[Begin MATERIAL FOR THIS EXERCISE]

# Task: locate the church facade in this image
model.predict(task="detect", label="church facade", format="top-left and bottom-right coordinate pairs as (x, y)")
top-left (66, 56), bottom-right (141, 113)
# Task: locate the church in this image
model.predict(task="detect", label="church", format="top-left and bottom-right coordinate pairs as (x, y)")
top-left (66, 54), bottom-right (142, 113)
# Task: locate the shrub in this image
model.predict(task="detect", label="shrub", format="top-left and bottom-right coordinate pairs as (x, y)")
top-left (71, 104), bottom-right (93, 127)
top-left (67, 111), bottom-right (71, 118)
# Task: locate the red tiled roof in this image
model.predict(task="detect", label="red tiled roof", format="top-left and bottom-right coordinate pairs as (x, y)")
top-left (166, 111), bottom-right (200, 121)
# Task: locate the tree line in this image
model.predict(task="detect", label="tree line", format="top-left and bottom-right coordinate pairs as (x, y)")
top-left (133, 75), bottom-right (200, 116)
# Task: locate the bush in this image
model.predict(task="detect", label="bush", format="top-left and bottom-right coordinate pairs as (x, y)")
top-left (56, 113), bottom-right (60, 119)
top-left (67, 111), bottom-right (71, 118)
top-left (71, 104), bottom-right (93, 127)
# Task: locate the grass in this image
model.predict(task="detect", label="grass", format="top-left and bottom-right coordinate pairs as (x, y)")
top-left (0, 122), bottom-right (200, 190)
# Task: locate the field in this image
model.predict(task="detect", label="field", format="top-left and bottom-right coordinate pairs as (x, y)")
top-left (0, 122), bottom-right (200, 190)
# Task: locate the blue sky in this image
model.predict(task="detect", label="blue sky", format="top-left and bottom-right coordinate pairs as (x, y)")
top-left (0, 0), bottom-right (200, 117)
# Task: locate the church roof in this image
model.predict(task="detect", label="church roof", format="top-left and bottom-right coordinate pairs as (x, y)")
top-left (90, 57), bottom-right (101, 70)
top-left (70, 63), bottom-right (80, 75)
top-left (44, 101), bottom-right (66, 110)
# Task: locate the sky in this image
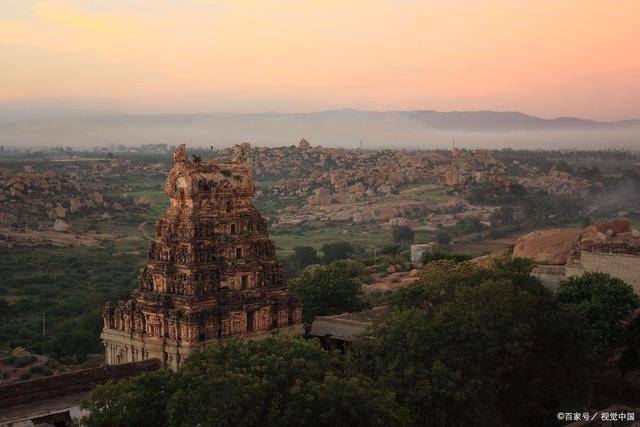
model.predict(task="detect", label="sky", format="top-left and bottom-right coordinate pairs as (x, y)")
top-left (0, 0), bottom-right (640, 120)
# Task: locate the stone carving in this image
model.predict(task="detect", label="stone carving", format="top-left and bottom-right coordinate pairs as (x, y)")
top-left (102, 143), bottom-right (301, 369)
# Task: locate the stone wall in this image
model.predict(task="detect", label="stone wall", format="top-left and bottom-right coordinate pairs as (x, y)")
top-left (531, 264), bottom-right (566, 289)
top-left (566, 251), bottom-right (640, 294)
top-left (0, 359), bottom-right (160, 408)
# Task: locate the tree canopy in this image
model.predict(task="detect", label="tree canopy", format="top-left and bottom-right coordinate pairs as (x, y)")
top-left (320, 242), bottom-right (356, 264)
top-left (558, 273), bottom-right (639, 358)
top-left (83, 337), bottom-right (408, 427)
top-left (291, 265), bottom-right (362, 322)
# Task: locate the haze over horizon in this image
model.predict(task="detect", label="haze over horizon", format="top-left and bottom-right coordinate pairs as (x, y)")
top-left (0, 0), bottom-right (640, 121)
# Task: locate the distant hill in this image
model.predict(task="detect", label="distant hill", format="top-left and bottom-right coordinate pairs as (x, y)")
top-left (0, 109), bottom-right (640, 149)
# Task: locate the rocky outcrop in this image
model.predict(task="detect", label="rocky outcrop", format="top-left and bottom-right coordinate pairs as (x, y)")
top-left (513, 219), bottom-right (640, 265)
top-left (512, 228), bottom-right (582, 265)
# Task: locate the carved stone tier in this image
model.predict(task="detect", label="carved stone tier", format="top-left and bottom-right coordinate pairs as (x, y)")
top-left (102, 144), bottom-right (301, 369)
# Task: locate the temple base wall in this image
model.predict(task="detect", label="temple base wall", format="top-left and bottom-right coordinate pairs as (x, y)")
top-left (100, 324), bottom-right (304, 371)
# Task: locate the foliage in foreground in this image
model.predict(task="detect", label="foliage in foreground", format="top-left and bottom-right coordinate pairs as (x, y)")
top-left (291, 263), bottom-right (362, 323)
top-left (83, 337), bottom-right (408, 427)
top-left (85, 260), bottom-right (640, 426)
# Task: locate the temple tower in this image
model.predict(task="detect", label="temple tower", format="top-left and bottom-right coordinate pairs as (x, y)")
top-left (101, 143), bottom-right (301, 369)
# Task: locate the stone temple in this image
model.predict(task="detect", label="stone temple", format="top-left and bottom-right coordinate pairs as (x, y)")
top-left (102, 144), bottom-right (301, 369)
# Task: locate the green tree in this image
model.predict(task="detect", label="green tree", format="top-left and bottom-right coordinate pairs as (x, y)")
top-left (352, 279), bottom-right (593, 426)
top-left (436, 230), bottom-right (451, 245)
top-left (82, 370), bottom-right (176, 427)
top-left (320, 242), bottom-right (356, 264)
top-left (557, 273), bottom-right (638, 358)
top-left (619, 316), bottom-right (640, 374)
top-left (291, 265), bottom-right (362, 322)
top-left (83, 336), bottom-right (408, 427)
top-left (291, 246), bottom-right (320, 270)
top-left (391, 225), bottom-right (416, 243)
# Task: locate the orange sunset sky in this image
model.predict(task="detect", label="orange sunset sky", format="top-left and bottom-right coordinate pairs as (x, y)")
top-left (0, 0), bottom-right (640, 120)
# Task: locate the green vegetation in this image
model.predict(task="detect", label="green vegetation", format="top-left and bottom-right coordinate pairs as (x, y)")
top-left (320, 241), bottom-right (356, 264)
top-left (291, 265), bottom-right (362, 323)
top-left (391, 225), bottom-right (416, 244)
top-left (0, 244), bottom-right (145, 361)
top-left (84, 259), bottom-right (640, 426)
top-left (558, 273), bottom-right (640, 360)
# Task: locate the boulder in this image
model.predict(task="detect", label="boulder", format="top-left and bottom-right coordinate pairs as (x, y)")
top-left (89, 191), bottom-right (104, 206)
top-left (0, 211), bottom-right (18, 225)
top-left (298, 138), bottom-right (311, 150)
top-left (53, 218), bottom-right (71, 233)
top-left (512, 228), bottom-right (582, 265)
top-left (347, 181), bottom-right (367, 194)
top-left (584, 219), bottom-right (631, 237)
top-left (48, 203), bottom-right (67, 218)
top-left (69, 197), bottom-right (82, 214)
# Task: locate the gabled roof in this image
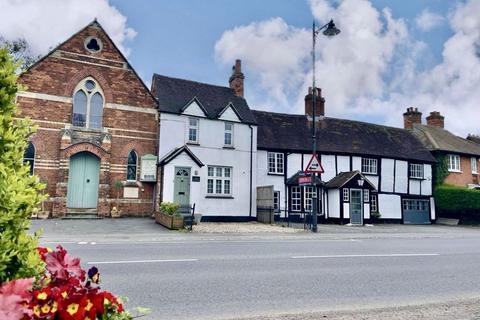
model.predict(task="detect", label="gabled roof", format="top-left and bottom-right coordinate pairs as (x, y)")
top-left (252, 110), bottom-right (436, 163)
top-left (158, 145), bottom-right (204, 167)
top-left (22, 18), bottom-right (156, 104)
top-left (326, 170), bottom-right (376, 190)
top-left (152, 74), bottom-right (255, 124)
top-left (412, 123), bottom-right (480, 156)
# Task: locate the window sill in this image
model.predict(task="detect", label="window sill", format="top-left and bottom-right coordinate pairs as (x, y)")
top-left (205, 195), bottom-right (234, 199)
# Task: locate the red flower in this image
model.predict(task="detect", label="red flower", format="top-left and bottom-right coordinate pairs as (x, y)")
top-left (45, 246), bottom-right (85, 281)
top-left (0, 278), bottom-right (33, 319)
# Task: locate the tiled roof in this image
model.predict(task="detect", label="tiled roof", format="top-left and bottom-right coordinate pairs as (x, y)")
top-left (152, 74), bottom-right (255, 124)
top-left (252, 110), bottom-right (435, 162)
top-left (412, 123), bottom-right (480, 156)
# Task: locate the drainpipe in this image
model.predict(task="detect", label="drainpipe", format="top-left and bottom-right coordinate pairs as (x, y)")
top-left (248, 124), bottom-right (253, 219)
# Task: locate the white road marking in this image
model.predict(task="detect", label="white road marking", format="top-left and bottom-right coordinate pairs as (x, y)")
top-left (292, 253), bottom-right (440, 259)
top-left (87, 259), bottom-right (198, 264)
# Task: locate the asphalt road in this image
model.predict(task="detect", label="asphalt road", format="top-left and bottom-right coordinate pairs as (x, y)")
top-left (31, 220), bottom-right (480, 319)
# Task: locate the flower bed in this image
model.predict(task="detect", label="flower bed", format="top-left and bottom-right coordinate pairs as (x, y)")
top-left (0, 246), bottom-right (143, 320)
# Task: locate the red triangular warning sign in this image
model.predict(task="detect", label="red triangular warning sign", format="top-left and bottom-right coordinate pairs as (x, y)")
top-left (305, 154), bottom-right (324, 173)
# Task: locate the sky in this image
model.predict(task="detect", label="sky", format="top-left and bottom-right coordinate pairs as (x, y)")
top-left (0, 0), bottom-right (480, 136)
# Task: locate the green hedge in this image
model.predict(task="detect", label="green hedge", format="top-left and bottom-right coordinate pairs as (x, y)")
top-left (434, 185), bottom-right (480, 223)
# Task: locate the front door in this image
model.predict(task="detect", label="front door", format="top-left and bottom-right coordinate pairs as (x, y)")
top-left (67, 152), bottom-right (100, 208)
top-left (173, 167), bottom-right (190, 212)
top-left (350, 189), bottom-right (363, 224)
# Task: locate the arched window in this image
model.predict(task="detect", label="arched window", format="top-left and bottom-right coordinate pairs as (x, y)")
top-left (127, 150), bottom-right (137, 181)
top-left (23, 142), bottom-right (35, 175)
top-left (72, 77), bottom-right (103, 129)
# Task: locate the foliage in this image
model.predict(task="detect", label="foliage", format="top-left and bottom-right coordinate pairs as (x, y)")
top-left (160, 202), bottom-right (180, 216)
top-left (0, 246), bottom-right (150, 320)
top-left (433, 154), bottom-right (449, 187)
top-left (0, 37), bottom-right (40, 71)
top-left (0, 49), bottom-right (44, 283)
top-left (434, 185), bottom-right (480, 219)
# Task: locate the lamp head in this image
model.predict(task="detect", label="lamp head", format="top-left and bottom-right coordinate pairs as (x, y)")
top-left (323, 20), bottom-right (340, 37)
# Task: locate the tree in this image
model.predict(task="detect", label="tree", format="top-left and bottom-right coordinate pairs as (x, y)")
top-left (0, 36), bottom-right (40, 71)
top-left (0, 48), bottom-right (44, 283)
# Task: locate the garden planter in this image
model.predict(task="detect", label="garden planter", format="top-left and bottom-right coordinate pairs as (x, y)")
top-left (155, 212), bottom-right (183, 230)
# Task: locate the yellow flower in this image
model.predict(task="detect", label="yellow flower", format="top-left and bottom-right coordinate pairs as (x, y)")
top-left (67, 303), bottom-right (79, 316)
top-left (37, 292), bottom-right (48, 300)
top-left (33, 305), bottom-right (40, 317)
top-left (42, 304), bottom-right (50, 313)
top-left (85, 299), bottom-right (93, 311)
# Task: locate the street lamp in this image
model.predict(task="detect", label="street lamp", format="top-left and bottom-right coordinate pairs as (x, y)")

[End MATERIAL FOR THIS EXERCISE]

- [EXERCISE INSTRUCTIONS]:
Reproduce word for word the lines of the data above, from the line containing "# Task: locate the haze" through the line containing "top-left (101, 143), bottom-right (301, 369)", both included.

- [REPLY TO THE TASK]:
# Task: locate the haze over horizon in this image
model.predict(task="detect", label="haze over horizon", format="top-left and bottom-right coordinate pairs as (x, y)")
top-left (0, 0), bottom-right (640, 121)
# Task: locate the distant hill in this image
model.predict(task="detect", label="distant hill", format="top-left and bottom-right coordinate pairs as (x, y)")
top-left (0, 109), bottom-right (640, 149)
# Task: locate the rocky outcrop in this image
model.predict(task="detect", label="rocky outcrop", format="top-left and bottom-right coordinate pairs as (x, y)")
top-left (513, 219), bottom-right (640, 265)
top-left (512, 228), bottom-right (582, 265)
# Task: locate the carved stone tier in this image
model.predict(task="detect", label="carved stone tier", format="top-left and bottom-right coordinate pairs as (x, y)")
top-left (102, 144), bottom-right (301, 369)
# Task: locate the temple base wall in this image
model.predict(task="detect", label="temple base wall", format="top-left and bottom-right coordinate pairs as (x, y)")
top-left (100, 324), bottom-right (304, 371)
# Task: locate the foliage in foreground in this image
model.predict(task="detect", label="foliage in foreground", format="top-left and bottom-right coordinate pairs as (x, y)")
top-left (291, 263), bottom-right (362, 323)
top-left (83, 337), bottom-right (408, 427)
top-left (85, 260), bottom-right (640, 426)
# Task: locate the temple tower in this image
model.predict(task="detect", label="temple tower", format="top-left and bottom-right coordinate pairs as (x, y)")
top-left (101, 143), bottom-right (301, 369)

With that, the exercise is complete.